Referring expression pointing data
• • • • •
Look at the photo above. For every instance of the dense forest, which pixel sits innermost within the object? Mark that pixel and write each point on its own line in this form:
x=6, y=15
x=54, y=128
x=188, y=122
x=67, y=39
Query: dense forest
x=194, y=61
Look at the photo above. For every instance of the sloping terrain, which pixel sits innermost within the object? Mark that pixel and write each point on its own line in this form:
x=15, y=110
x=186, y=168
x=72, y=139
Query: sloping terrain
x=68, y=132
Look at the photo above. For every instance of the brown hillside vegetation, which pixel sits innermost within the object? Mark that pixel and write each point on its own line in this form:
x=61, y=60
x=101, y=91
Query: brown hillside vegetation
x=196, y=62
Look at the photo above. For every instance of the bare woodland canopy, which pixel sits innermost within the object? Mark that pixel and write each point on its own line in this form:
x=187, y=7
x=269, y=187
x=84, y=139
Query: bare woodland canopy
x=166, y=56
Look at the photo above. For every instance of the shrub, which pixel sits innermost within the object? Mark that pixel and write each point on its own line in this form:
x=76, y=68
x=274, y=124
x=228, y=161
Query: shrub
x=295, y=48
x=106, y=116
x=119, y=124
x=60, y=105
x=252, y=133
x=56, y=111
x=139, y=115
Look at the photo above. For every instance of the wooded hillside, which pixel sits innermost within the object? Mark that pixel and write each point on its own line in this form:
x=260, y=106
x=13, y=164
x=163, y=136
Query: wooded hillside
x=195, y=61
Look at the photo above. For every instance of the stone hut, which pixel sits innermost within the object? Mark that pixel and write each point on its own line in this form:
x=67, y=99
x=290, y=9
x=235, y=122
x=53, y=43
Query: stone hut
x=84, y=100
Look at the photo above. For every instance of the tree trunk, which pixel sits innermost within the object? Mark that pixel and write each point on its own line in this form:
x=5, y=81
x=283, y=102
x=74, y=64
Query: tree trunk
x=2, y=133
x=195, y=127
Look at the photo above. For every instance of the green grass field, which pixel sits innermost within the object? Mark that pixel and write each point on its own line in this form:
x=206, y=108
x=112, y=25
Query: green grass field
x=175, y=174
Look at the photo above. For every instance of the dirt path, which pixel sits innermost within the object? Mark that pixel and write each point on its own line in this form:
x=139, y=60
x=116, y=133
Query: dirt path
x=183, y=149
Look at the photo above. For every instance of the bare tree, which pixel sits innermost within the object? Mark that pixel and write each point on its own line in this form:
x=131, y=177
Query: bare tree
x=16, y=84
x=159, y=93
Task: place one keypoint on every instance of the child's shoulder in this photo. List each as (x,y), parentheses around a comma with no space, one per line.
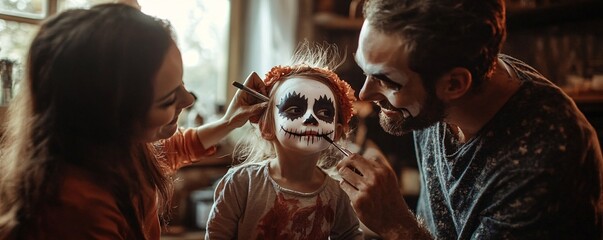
(247,170)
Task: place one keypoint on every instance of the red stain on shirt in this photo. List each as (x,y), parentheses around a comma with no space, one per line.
(287,220)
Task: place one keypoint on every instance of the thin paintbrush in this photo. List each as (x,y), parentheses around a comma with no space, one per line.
(250,91)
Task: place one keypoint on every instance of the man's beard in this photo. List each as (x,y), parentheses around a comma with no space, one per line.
(431,113)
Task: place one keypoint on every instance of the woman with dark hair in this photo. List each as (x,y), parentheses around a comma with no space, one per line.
(92,136)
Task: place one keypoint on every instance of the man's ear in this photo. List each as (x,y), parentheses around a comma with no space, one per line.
(338,132)
(454,84)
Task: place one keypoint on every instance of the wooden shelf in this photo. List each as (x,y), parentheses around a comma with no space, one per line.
(337,22)
(555,14)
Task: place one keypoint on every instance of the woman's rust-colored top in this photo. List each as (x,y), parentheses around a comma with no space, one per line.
(88,211)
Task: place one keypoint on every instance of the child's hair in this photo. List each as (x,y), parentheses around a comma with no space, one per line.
(312,61)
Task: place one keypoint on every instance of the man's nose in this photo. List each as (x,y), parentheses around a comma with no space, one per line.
(311,120)
(371,90)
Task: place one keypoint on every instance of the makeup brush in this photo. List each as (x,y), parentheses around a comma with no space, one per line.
(345,152)
(250,91)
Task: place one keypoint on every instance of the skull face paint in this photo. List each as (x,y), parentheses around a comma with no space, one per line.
(304,112)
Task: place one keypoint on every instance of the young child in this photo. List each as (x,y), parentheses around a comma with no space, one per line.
(280,192)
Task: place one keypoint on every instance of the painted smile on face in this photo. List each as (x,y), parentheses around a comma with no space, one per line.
(304,114)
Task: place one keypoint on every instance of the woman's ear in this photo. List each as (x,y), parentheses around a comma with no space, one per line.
(454,84)
(338,132)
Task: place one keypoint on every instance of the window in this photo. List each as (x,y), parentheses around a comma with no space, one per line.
(201,28)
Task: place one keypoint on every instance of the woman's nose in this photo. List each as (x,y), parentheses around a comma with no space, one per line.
(187,100)
(371,90)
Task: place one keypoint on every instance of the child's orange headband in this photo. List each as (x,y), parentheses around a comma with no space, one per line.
(342,89)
• • • • •
▸ **Task directions**: Reproduce the records above word for word, without the images.

▸ **Response to this exercise**:
Look at the photo above. For every instance of the dense forest, which pixel sits innermost within the object? Mark that pixel and write each point on its own line in this form:
x=6, y=15
x=54, y=128
x=188, y=122
x=67, y=39
Query: dense forest
x=194, y=61
Look at the photo above. For every instance of the sloping terrain, which pixel sits innermost within the object? Mark that pixel and write each point on its own line in this form:
x=15, y=110
x=186, y=168
x=72, y=139
Query: sloping terrain
x=68, y=132
Look at the photo above. For every instance of the brown hillside vegetation, which pixel sits innermost within the object? Mark that pixel and write each point on its own line in this form:
x=61, y=60
x=101, y=91
Query: brown hillside vegetation
x=196, y=62
Look at the photo above. For every instance of the bare woodland canopy, which pixel sits innermost within the object? Mark that pixel and write each point on its own line in this form:
x=187, y=7
x=269, y=187
x=84, y=139
Query: bare woodland canopy
x=166, y=56
Look at the photo above. For every instance of the shrub, which pixel sits innermost within the object? Mark that pixel and write each point on its own line in this form:
x=76, y=68
x=274, y=124
x=228, y=161
Query: shrub
x=295, y=48
x=106, y=116
x=119, y=124
x=60, y=105
x=252, y=133
x=56, y=111
x=139, y=115
Look at the photo above. For every instance of the wooded hillside, which pixel sits innermost within the object? Mark that pixel and write each point on its own line in this form:
x=260, y=106
x=13, y=164
x=163, y=136
Query: wooded hillside
x=195, y=61
Look at the photo above. For every instance of the stone hut, which pixel sits innermost within the object? Mark that pixel and write each point on its own line in this form:
x=67, y=99
x=290, y=9
x=235, y=122
x=53, y=43
Query: stone hut
x=84, y=100
Look at the photo above. For every instance of the tree trunk, which pixel sits innermost within the object? Mark that pixel and write each point on its own line in this form:
x=5, y=81
x=283, y=102
x=74, y=64
Query: tree trunk
x=2, y=133
x=195, y=127
Look at the photo above. For every instance of the green grass field, which pixel sits innermost within the object? Mark that pixel and write each point on its own line in this form:
x=206, y=108
x=112, y=25
Query: green grass field
x=175, y=174
Look at the photo above. For every instance of the dirt path, which pixel sits innermost within the object? Mark that pixel and write each point on its own line in this form:
x=139, y=60
x=116, y=133
Query: dirt path
x=183, y=149
Look at the photo above. For every instance of the bare tree, which pixel sits innermost within the object? Mark that pixel and write each point on its own line in this form:
x=131, y=177
Query: bare tree
x=16, y=84
x=159, y=93
Task: place one keypoint on every instance of the child's shoulder in this photo. List each as (x,y), parentheses around a comma with no space, one per line.
(247,170)
Task: place one keypoint on every instance of the red stain on shirt in this photo. List each as (x,y), parentheses around a comma with no space, one per line.
(287,220)
Task: place one keypoint on every instance of the thin paintbrush in this photo. List each as (x,y), parentheses around a comma with no space, one per line.
(250,91)
Task: place one keypoint on every instance of the man's beard in this photo. List each as (x,y), parentheses around a comma with no space, one per line.
(431,113)
Task: place one keypoint on every instance of the woman with dark hair in this photo. List each as (x,y), parentheses around a comma with no space, one per line.
(92,136)
Task: place one keypoint on every instance of the man's ear in this photo. List each as (x,y), parentheses around a comma with no space, one per line.
(338,132)
(454,84)
Task: place one keypoint on every instance of the wooden shelf in this photo. List each as (x,y), parentheses around a comma with no space, one per line.
(337,22)
(555,14)
Task: place one keypoint on every instance of the woman's rust-colored top in this photo. List each as (x,y), parentheses around a comma with no space, one per line.
(88,211)
Task: place one keypoint on every instance of the child's hair in this photo. List each as (x,y), parentheses around a comma with no space, one per line.
(312,61)
Task: place one keypoint on every instance of the man's nose in this photo. List each as (x,y), parentheses around a comma with no space, one per line.
(311,120)
(371,90)
Task: place one keypoint on every instance of the makeup brush in this photo. List each as (x,y), parentheses around a comma with no space, one per line.
(345,152)
(250,91)
Task: place one keypoint on every instance of the skull face paint in this photo. List each as (x,y), parentheses around a comma with no space, one per line.
(304,112)
Task: place one keypoint on every instance of the young child in this photo. List each as (x,y), parentheses around a comma with no space, one per line.
(280,192)
Task: place one keypoint on every instance of the painted smile on face in this photo. List each as (x,y), parentheses around a comma with no space, one per line.
(304,114)
Task: place one keypoint on every instance of the woman's ear in this photo. List each as (x,y), parentheses around a comma with no space, one per line.
(454,84)
(338,132)
Task: place one keypoint on every instance of the window in this photo. List each as (x,y), parentheses around a comma with no space, one per line.
(201,28)
Task: place one keypoint on every instance of the woman's nose in this photo. List each as (x,y), parentheses around a comma with no space, one per line.
(187,100)
(371,90)
Task: place one keypoint on every instance of the child's orange headband in this photo. List each as (x,y), parentheses around a comma with no space, one per line.
(342,89)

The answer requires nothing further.